── Testo citato ──
L'idea secondo cui la
concorrenza internazionale nuoce ai lavoratori poco qualificati riposa,
infatti, su una visione parziale e tecnica, invece che su una visione
generale ed economica (cioè umana). Essa risulta generalmente dalla
seguente considerazione: oggi gli stessi macchinari sono disponibili in
tutto il mondo per produrre, per esempio, tessuti. La produttività
(tecnica) della manodopera è dunque la stessa dappertutto e se i salari
reali sono molto più bassi in un Paese, i capitalisti vi
"delocalizzano" la loro produzione. Ma se questa ipotesi fosse
vera in linea generale e se si potesse ottenere la stessa produttività
ovunque, i salari sarebbero più o meno gli stessi in qualsiasi posto. E se
non lo fossero - come accade - i tassi di profitto, nei Paesi con salari
bassi, dovrebbero essere assolutamente favolosi, ulteriore dato che non si
produce.
Colpisce però la
constatazione che alcuni imprenditori europei rimpiangono le
delocalizzazioni effettuate e rimpatriano in Europa alcune delle loro
attività, ad esempio perché le norme di qualità non sono rispettate,
perché i tempi di fabbricazione sono fantasiosi, eccetera. Ciò costituisce
la prova che i bassi salari non compensano necessariamente le differenze di
produttività. E ciò significa anche che la produttività non dipende
essenzialmente dai macchinari, ma da tutta una serie di elementi più o meno
immateriali (l'organizzazione del lavoro, lo spirito d'iniziativa, la
disponibilità degli altri fattori di produzione, il contesto giuridico e
fiscale, eccetera). E' possibile che, per quanto riguarda alcune attività
particolari - prodotti di largo consumo e di scarsa qualità - la tecnica di
produzione giochi un ruolo relativamente importante per spiegare la
competitività dei produttori. Ma non è il caso di tutte le produzioni.
───
**Compiti**
- A) Secondo il testo sulla concorrenza internazionale, da che cosa dipende essenzialmente la produttività?
- B) Scrivi il seguito del testo sulla concorrenza internazionale, partendo dopo la sua ultima frase.
── Righe di dati ──
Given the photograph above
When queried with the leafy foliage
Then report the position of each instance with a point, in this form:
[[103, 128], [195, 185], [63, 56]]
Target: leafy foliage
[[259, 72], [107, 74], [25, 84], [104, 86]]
───
**Risposte**
- A) Dipende da una serie di elementi più o meno immateriali e non dai macchinari: l'organizzazione del lavoro, lo spirito d'iniziativa, la disponibilità degli altri fattori di produzione, il contesto giuridico e fiscale.

- B)
Ci si dimentica troppo
spesso del fatto che la teoria dello scambio mostra che sono le differenze
relative che contano, e non quelle assolute. Che cosa implica tutto ciò?
Supponiamo che esistano due Paesi, A e B, e un'attività i, nella quale il
know-how è poco importante e la produttività dipende soprattutto dalla
macchina alla quale il lavoratore è associato, in modo che si possa avere,
nel mondo intero, esattamente la stessa produttività. Se il salario è più
basso in B rispetto ad A, il profitto sarà molto più alto nel primo Paese
perché la produttività è uguale nei due Stati e siamo in situazione di
egualizzazione internazionale del prezzo del bene i. I produttori di A hanno
dunque interesse ad abbandonare l'esercizio dell'attività in A ed a
delocalizzarsi, cioè a investire nell'attività i del Paese B. Se ne
deduce, in generale, che i lavoratori (poco qualificati) di A, che lavorano
nell'attività i, finiscono per essere disoccupati. Ma questa
interpretazione è parziale e non tiene conto del funzionamento dell'insieme
dell'economia.
In effetti, per
ipotesi, essendo i e j due attività differenti, la caratteristica presa in
considerazione precedentemente per i - cioè il ruolo dominante delle
macchine nella determinazione della produttività - probabilmente non si
riscontrerà, o perlomeno non allo stesso livello, nell'attività j.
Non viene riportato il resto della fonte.